§ **WHAT TO DO**:
Please recast the records below as a Markdown table with the columns Row and Text, starting with the line that contains "Exercise. Annotate the white" and going on through the line that contains "x=68, y=255". Number each line in order and leave out any blank lines.

§ **RECORDS SUPPLIED**:
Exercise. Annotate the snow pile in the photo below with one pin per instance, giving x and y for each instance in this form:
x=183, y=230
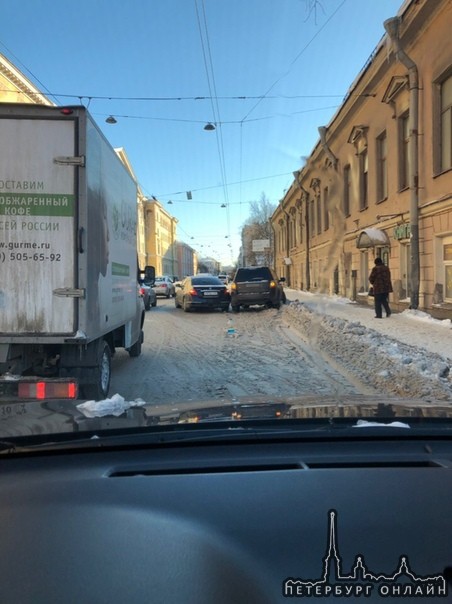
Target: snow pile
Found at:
x=377, y=359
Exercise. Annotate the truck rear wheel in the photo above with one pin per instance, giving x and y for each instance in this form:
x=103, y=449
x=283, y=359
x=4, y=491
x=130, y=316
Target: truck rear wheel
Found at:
x=98, y=390
x=135, y=350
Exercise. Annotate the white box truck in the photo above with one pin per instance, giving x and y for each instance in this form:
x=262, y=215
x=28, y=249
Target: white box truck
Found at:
x=68, y=255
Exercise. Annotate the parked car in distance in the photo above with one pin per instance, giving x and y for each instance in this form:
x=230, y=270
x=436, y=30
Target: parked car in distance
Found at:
x=149, y=296
x=164, y=286
x=224, y=278
x=202, y=291
x=256, y=285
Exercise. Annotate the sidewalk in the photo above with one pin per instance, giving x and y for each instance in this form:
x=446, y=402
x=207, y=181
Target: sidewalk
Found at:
x=411, y=327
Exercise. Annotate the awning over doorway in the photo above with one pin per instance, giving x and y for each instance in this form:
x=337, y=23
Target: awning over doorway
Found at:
x=372, y=238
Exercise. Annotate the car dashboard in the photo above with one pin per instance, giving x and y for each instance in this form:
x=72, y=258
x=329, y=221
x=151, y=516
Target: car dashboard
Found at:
x=260, y=520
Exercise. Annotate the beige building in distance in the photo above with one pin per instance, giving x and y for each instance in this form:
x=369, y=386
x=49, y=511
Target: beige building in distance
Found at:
x=16, y=88
x=160, y=238
x=379, y=180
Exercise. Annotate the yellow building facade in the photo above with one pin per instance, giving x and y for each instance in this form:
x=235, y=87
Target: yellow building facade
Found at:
x=160, y=238
x=16, y=88
x=379, y=181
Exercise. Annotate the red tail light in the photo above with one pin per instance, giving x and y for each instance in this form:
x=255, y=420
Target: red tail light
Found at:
x=47, y=390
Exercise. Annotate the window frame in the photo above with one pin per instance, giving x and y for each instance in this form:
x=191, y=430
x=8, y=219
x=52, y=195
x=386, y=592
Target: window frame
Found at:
x=382, y=166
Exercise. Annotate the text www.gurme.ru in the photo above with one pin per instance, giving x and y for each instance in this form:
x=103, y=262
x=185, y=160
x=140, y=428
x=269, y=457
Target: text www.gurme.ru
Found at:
x=10, y=245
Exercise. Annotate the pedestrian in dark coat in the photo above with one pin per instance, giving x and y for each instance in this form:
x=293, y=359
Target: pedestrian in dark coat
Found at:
x=380, y=278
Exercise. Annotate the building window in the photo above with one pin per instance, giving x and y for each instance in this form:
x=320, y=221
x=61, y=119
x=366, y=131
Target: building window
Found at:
x=311, y=219
x=404, y=143
x=363, y=179
x=326, y=214
x=446, y=123
x=319, y=215
x=382, y=171
x=447, y=258
x=347, y=190
x=364, y=272
x=405, y=270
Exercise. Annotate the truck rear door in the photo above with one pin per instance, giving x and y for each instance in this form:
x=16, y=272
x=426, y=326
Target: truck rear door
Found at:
x=37, y=225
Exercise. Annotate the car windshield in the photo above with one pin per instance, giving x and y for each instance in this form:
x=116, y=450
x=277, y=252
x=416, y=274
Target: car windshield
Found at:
x=299, y=149
x=250, y=274
x=206, y=281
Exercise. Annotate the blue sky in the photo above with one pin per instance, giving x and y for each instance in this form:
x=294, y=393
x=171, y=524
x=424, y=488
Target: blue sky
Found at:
x=275, y=69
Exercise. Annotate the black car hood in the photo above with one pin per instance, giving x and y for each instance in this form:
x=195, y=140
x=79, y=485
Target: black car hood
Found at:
x=62, y=417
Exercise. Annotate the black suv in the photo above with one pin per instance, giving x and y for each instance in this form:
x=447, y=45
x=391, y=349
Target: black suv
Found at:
x=256, y=285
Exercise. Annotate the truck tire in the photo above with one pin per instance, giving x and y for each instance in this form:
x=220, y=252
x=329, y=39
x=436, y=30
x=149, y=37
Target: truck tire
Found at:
x=98, y=390
x=135, y=350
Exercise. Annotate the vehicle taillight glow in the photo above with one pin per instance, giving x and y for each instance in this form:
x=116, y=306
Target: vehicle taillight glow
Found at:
x=47, y=390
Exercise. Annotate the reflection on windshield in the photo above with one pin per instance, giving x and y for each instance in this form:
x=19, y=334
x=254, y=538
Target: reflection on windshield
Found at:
x=294, y=167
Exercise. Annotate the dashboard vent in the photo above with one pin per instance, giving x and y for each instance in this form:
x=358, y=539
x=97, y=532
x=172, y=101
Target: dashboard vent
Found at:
x=205, y=470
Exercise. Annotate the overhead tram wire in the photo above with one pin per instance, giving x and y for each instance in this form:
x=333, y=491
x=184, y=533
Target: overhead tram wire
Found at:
x=210, y=73
x=306, y=46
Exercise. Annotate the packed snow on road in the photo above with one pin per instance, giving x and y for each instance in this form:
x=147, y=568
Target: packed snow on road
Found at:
x=308, y=347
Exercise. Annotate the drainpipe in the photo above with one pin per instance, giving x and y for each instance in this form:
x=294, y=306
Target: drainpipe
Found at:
x=306, y=218
x=392, y=28
x=325, y=147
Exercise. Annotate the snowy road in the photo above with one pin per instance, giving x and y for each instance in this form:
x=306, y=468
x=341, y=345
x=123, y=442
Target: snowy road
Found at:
x=301, y=350
x=192, y=357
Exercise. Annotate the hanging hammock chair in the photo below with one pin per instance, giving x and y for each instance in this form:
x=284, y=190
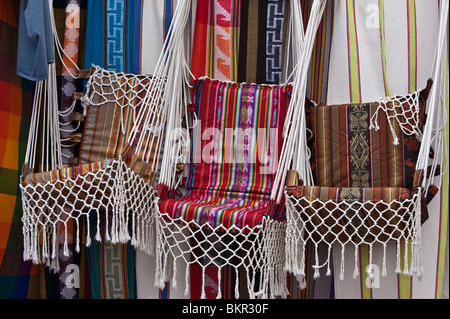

§ **FINAL ANSWER**:
| Row | Text |
|---|---|
| 1 | Exercise. Annotate the white box truck in the photo above with one pin per instance, giving x and y for each instance in this form: |
| 2 | x=262, y=215 |
| 3 | x=28, y=249 |
| 4 | Target: white box truck |
| 5 | Found at: |
| 6 | x=68, y=255 |